WRITTEN PROBLEM: Carry on the press release about the Recovery Act's changes to the SBA's Small Business Investment Company program, starting right after its last sentence.

EXCERPT PROVIDED:

Posted by HH on July 16, 2009

From the press office of the U.S. Small Business Administration

Small businesses that would otherwise have difficulty securing private equity or venture capital may find funding easier to get as a result of changes made as part of the American Recovery and Reinvestment Act to the U.S. Small Business Administration’s Small Business Investment Company program.

“The Recovery Act expands SBA’s venture capital program to increase the pool of investment funding available to the Small Business Investment Companies licensed by SBA,” said SBA Administrator Karen G. Mills. “We believe those companies will be better equipped by these changes to help sustain and grow small businesses for their next important growth steps.”

Karen Mills

Karen Mills

SBICs are privately owned and managed venture capital firms which are licensed and regulated by SBA. SBICs use a combination of funds raised from private sources and money raised through the use of SBA guarantees to make equity and mezzanine capital investments in small businesses. There are approximately 338 SBICs with $17.4 billion in capital under management.

EXTRACTED MATERIAL:
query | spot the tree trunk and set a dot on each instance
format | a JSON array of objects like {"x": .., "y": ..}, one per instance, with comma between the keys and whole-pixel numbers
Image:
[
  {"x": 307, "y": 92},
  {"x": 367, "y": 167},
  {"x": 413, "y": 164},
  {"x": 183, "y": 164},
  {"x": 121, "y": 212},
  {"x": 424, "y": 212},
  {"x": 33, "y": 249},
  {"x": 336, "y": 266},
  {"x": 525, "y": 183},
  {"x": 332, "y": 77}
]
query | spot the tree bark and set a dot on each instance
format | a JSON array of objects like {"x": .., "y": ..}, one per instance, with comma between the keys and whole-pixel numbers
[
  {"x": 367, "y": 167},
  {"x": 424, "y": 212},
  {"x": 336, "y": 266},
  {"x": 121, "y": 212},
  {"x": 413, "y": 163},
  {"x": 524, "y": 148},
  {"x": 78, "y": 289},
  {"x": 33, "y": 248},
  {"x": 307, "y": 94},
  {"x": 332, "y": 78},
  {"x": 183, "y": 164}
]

* * *

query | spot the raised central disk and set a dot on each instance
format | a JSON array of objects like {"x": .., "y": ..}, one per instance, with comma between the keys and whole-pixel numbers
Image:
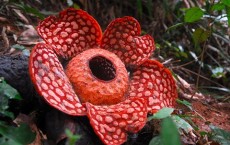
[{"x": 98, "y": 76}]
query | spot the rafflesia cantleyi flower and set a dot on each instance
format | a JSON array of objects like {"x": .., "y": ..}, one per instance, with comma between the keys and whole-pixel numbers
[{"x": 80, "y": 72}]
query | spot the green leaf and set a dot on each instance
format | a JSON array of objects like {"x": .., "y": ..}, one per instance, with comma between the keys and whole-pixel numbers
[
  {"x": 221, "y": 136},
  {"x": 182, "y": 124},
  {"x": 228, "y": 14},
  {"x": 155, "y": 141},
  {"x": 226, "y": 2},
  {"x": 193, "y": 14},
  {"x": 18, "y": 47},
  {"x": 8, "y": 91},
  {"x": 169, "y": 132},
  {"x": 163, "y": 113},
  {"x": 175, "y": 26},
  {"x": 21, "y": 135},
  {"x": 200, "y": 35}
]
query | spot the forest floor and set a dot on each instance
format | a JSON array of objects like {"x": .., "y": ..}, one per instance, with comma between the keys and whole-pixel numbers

--

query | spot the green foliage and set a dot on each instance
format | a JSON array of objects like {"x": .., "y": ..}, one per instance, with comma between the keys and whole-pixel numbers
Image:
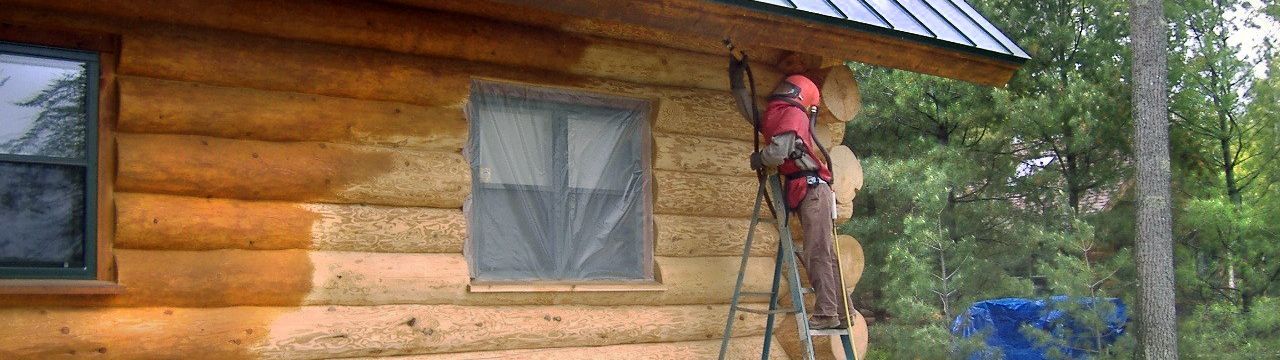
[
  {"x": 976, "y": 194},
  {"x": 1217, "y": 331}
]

THE OUTPUT:
The changes made as part of the Recovery Act are:

  • The Recovery Act makes SBICs eligible for greater SBA guaranteed funding and requires SBICs to invest 25 percent of their investment dollars into “smaller” businesses. Also, the amount of funding an SBIC may invest in a single small business is set at 10 percent of an SBIC’s total capital rather than the previous limit of 20 percent of an SBIC’s private capital only. This translates to an effective 50 percent increase in funding available to a single business by an SBIC.
  • Maximum SBA funding levels to SBICs will increase up to three times the private capital raised by the SBIC, up to a maximum of $150 million for single SBICs, or up to $225 million for multiple SBICs that are under common control. The cap for all licensees was set at $137.1 million before the Recovery Act.
  • These limits are even higher for SBICs that are licensed after October 1, 2009, that certify that at least 50 percent of their investments will be made in small businesses located in low-income areas, up to $175 million for single licensees and up to $250 million for jointly controlled multiple licensees.
  • Changes made to the SBIC program under the Recovery Act are permanent.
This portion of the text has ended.